Extracted text:
'''
Question

four equal charges of value $+Q$ are placed at any four vertices of a regular hexagon of side ‘a’. By choosing the vertices, what can be the maximum possible magnitude of the electric field at the centre of the hexagon?
A. $\dfrac{Q}{4\pi {{\varepsilon }_{0}}{{a}^{2}}}$
B. $\dfrac{\sqrt{2}Q}{4\pi {{\varepsilon }_{0}}{{a}^{2}}}$
C. $\dfrac{\sqrt{3}Q}{4\pi {{\varepsilon }_{0}}{{a}^{2}}}$
D. $\dfrac{2Q}{4\pi {{\varepsilon }_{0}}{{a}^{2}}}$

Answer 1

-To get maximum possible magnitude of electric field at the centre of hexagon. We arrange four equal charges of value $\left( +Q \right)$ in series, then due to two charges, the horizontal component of the electric field is added and the vertical component is canceled out.
'''
Tasks to carry out:
(1) Duplicate the part of the hexagon charge problem between "-To get maximum" and "is canceled out.", inclusive.
(2) Write the next part of the hexagon charge problem, picking up after its final sentence.

Excerpts from a pointing dataset
'''
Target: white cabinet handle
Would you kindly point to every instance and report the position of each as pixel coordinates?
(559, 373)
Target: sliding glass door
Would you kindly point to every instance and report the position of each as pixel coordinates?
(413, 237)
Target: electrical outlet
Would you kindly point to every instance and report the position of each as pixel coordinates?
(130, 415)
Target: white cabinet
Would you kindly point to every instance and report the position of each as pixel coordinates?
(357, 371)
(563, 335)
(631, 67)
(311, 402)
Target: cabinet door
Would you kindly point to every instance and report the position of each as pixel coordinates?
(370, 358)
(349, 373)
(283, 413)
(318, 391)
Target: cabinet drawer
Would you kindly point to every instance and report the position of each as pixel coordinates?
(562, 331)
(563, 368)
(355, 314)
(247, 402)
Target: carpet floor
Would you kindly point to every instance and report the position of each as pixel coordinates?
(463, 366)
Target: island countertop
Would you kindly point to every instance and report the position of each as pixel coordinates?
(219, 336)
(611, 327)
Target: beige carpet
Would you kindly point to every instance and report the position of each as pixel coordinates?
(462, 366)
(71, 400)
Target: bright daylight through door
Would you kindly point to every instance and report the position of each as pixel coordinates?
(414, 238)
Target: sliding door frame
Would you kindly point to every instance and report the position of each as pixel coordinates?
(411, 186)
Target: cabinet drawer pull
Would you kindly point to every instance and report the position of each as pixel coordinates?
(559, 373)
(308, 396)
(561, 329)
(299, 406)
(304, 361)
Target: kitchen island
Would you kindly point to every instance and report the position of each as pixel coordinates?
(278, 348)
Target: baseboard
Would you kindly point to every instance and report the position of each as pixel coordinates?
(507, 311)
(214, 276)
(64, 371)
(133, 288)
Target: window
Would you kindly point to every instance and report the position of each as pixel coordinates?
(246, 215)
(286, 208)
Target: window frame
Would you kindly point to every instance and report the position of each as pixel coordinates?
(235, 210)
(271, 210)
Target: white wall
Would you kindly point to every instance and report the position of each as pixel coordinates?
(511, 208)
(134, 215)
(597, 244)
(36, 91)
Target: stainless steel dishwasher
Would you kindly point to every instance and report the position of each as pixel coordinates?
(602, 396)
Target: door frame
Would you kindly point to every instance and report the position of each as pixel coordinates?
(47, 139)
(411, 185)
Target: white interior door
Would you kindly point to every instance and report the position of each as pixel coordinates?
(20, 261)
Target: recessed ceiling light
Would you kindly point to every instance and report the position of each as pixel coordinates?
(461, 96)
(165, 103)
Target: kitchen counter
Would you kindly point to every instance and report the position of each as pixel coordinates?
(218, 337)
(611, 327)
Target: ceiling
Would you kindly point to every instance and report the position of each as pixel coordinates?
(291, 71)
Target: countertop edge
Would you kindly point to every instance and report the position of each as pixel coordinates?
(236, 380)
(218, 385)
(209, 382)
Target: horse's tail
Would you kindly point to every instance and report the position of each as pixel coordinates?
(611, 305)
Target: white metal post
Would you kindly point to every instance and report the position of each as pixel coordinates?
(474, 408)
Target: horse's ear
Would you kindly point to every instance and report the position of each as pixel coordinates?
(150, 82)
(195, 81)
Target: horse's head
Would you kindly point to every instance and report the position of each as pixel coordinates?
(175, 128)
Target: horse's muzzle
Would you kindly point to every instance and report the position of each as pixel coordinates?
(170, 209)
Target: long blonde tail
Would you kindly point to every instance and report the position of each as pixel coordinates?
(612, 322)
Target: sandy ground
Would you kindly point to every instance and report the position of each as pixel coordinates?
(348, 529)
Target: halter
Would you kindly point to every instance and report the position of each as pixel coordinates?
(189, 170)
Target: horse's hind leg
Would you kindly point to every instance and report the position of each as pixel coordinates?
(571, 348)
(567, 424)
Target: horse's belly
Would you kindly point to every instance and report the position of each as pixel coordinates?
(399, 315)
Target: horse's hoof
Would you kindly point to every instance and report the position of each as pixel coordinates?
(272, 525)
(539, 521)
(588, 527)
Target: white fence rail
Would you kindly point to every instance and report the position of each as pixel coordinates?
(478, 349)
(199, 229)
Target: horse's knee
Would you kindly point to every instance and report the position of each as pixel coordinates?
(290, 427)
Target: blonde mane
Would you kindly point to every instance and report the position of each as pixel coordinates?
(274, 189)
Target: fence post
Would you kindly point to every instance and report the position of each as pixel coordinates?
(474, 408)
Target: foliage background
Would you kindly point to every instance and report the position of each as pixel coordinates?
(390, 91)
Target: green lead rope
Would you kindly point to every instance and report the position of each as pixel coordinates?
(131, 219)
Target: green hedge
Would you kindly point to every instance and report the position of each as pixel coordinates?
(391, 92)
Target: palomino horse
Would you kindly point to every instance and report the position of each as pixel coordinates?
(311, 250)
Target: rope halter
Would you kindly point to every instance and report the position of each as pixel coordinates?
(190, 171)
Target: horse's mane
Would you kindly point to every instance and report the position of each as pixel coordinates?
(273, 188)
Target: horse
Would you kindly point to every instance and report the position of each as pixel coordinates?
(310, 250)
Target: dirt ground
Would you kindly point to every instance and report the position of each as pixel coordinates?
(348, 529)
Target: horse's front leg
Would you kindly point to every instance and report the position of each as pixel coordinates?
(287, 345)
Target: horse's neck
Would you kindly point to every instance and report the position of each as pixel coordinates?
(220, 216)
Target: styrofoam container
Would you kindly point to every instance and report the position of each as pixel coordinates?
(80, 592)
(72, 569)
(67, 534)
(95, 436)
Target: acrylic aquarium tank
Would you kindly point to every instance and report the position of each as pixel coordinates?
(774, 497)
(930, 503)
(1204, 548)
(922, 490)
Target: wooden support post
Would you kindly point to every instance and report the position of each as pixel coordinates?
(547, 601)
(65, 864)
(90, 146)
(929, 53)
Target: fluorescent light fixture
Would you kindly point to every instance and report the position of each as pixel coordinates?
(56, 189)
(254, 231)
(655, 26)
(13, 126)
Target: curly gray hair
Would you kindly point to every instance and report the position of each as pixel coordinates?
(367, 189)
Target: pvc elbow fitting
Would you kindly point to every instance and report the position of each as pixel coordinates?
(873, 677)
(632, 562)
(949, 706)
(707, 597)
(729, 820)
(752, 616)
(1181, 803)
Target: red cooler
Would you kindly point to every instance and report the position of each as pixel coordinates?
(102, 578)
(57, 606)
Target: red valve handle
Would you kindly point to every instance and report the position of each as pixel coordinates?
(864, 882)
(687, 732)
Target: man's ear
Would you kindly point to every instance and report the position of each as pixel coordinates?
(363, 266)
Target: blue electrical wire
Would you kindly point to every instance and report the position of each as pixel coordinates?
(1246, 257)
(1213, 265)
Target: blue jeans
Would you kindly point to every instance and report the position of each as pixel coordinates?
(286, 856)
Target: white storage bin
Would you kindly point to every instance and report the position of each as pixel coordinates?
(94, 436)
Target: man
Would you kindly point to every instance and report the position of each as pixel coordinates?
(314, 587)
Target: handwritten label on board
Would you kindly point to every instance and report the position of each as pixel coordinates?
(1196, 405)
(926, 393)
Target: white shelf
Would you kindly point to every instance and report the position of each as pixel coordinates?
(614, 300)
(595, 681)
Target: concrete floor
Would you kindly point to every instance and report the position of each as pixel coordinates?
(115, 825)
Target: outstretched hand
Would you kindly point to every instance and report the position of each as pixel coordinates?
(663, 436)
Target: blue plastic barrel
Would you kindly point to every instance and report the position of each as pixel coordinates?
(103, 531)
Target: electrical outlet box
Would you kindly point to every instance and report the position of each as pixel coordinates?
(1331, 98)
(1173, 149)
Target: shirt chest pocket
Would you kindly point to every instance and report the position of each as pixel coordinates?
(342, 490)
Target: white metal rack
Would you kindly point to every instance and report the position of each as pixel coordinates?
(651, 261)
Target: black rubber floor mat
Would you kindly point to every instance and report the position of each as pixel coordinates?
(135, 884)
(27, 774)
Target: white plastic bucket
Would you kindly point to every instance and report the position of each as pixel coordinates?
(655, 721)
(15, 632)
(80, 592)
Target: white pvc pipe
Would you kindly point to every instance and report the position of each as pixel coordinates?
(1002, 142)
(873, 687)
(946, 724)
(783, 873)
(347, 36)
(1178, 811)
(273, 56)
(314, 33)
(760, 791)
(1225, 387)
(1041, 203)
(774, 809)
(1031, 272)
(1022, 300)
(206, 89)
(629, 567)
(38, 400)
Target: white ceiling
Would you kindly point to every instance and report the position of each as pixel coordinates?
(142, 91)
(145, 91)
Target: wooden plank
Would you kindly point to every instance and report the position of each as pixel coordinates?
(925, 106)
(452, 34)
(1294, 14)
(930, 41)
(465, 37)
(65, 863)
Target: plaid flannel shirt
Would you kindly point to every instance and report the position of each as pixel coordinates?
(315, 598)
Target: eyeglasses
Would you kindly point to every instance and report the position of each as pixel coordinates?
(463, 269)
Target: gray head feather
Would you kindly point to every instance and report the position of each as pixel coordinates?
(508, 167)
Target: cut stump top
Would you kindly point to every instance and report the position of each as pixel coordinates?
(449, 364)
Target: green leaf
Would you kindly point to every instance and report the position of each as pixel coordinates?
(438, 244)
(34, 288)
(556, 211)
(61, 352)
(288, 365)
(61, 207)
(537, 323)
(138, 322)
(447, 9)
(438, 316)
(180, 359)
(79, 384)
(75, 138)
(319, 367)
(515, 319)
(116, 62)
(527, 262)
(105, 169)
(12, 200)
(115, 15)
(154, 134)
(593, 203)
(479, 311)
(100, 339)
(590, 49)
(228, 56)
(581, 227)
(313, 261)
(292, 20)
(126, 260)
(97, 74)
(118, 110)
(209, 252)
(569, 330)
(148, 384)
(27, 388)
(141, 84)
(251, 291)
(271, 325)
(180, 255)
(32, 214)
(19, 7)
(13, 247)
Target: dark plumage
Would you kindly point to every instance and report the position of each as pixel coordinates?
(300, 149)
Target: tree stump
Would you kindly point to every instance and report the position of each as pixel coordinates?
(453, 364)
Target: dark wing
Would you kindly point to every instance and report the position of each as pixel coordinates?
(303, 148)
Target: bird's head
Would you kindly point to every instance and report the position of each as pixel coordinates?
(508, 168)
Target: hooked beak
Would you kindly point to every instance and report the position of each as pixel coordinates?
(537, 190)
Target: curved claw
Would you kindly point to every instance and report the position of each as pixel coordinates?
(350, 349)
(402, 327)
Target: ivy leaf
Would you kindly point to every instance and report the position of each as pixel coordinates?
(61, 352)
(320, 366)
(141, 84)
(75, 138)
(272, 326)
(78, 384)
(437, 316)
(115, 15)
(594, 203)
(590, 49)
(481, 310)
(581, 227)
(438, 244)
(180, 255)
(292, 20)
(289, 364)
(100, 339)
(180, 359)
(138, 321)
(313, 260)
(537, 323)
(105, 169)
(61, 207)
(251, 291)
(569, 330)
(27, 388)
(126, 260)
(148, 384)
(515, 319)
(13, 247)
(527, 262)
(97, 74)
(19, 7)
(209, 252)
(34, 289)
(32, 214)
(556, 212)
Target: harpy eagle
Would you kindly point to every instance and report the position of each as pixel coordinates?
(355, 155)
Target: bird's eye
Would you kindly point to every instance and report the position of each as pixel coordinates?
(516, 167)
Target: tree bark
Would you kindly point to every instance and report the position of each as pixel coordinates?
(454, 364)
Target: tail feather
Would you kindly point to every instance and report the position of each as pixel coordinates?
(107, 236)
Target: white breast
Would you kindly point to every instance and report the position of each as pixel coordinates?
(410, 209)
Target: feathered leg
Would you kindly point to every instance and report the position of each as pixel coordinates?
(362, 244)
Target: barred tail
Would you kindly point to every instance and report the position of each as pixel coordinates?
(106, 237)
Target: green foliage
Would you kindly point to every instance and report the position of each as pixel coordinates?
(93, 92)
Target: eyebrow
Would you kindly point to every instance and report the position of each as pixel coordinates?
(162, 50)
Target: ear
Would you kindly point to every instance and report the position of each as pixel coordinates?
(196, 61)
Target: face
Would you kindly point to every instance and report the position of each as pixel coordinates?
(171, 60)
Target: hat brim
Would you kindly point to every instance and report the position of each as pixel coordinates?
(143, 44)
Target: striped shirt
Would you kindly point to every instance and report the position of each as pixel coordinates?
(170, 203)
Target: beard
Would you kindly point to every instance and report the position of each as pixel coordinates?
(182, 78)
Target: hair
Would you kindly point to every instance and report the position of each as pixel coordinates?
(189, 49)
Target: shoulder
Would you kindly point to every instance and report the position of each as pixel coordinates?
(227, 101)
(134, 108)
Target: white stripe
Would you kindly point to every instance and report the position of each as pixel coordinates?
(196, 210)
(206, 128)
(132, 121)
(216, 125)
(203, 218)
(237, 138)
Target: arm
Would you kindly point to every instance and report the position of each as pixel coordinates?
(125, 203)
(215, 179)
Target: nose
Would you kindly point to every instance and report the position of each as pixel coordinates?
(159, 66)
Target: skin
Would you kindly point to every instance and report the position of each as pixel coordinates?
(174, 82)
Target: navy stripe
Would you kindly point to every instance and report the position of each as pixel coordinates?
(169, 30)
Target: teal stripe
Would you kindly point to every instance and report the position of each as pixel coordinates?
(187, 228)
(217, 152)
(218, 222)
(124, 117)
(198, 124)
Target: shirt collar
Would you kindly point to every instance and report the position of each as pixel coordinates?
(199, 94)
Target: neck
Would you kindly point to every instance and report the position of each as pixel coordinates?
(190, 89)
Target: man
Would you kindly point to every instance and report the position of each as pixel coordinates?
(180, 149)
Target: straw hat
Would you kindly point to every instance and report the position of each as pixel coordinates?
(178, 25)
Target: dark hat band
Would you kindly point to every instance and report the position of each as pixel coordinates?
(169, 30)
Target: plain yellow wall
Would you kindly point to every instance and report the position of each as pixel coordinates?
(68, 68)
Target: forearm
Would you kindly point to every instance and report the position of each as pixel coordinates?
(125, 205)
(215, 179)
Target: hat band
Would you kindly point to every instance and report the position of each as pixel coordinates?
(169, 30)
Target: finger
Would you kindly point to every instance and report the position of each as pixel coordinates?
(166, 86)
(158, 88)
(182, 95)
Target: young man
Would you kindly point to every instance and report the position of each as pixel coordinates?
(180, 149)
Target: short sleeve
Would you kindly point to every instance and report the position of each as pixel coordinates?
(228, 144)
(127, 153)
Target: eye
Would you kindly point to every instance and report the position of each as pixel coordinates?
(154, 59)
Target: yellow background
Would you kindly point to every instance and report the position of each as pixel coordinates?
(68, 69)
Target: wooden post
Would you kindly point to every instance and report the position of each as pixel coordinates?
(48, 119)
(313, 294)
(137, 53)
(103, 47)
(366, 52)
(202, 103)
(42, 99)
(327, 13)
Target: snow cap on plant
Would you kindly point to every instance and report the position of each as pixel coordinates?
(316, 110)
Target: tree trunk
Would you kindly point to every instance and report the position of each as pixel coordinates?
'''
Final answers:
(1)
-To get maximum possible magnitude of electric field at the centre of hexagon. We arrange four equal charges of value $\left( +Q \right)$ in series, then due to two charges, the horizontal component of the electric field is added and the vertical component is canceled out.

(2)
Complete step by step answer:
When four charges of magnitude $\left( +Q \right)$ are placed in such a way as shown in figure

Let us consider a regular hexagon ABCDEF and four $\left( +Q \right)$ charges situated at point A, B, C, and D respectively.
Electric field formula due to a point charge $E=\dfrac{1}{4\pi {{\varepsilon }_{0}}}\dfrac{Q}{{{r}^{2}}}$
Where $Q$ is the charge and $r$ is the distance between the charge and the point at which the field is found.
All the triangles are equilateral triangles, so the electric field at O due to charge $\left( +Q \right)$ at point A.
${{E}_{1}}=\dfrac{1}{4\pi {{\varepsilon }_{0}}}\dfrac{Q}{{{a}^{2}}}$ ……………………(1)
The electric field at O due to charge $\left( +Q \right)$ at point B .
${{E}_{2}}=\dfrac{1}{4\pi {{\varepsilon }_{0}}}\dfrac{Q}{{{a}^{2}}}$ ……………………….(2)
The electric field at O due to charge $\left( +Q \right)$ at point C .
${{E}_{3}}=\dfrac{1}{4\pi {{\varepsilon }_{0}}}\dfrac{Q}{{{a}^{2}}}$ ……………………………….(3)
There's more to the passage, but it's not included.